→ Aim:
Every line below should be repeated exactly.

→ Records provided:
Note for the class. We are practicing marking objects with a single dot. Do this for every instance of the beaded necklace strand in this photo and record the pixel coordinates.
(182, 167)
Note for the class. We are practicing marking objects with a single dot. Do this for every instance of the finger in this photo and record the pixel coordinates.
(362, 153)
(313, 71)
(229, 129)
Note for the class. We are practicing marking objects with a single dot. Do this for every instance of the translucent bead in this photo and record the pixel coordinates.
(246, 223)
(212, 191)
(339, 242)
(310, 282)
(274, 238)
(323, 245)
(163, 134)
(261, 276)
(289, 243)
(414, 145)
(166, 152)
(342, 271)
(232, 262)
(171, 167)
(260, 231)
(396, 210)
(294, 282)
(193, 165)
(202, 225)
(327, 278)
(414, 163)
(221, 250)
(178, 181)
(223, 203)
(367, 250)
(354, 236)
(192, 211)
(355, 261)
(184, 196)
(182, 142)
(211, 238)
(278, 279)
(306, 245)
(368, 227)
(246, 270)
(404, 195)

→ Answer to the task:
Note for the class. We are practicing marking objects with a single dot. Do this for every instance of the beaded necklace strand in this photo and record the pixel coordinates.
(182, 167)
Note for the class. We are practicing marking objects with a single dot. Do this for every instance of the finger in this photo and record the pixel coordinates.
(362, 153)
(313, 71)
(229, 129)
Note for the class. We are practicing marking objects with a single dot. Do this for every instance of the translucent bead in this photo and record the pixel coordinates.
(246, 223)
(212, 191)
(339, 242)
(310, 282)
(274, 238)
(323, 245)
(163, 134)
(261, 276)
(289, 243)
(414, 145)
(166, 152)
(342, 271)
(232, 262)
(171, 167)
(260, 231)
(396, 210)
(294, 282)
(193, 165)
(202, 225)
(327, 278)
(414, 163)
(221, 250)
(178, 181)
(223, 203)
(367, 250)
(354, 236)
(192, 211)
(355, 261)
(184, 196)
(182, 142)
(211, 238)
(278, 279)
(306, 245)
(368, 227)
(246, 270)
(404, 195)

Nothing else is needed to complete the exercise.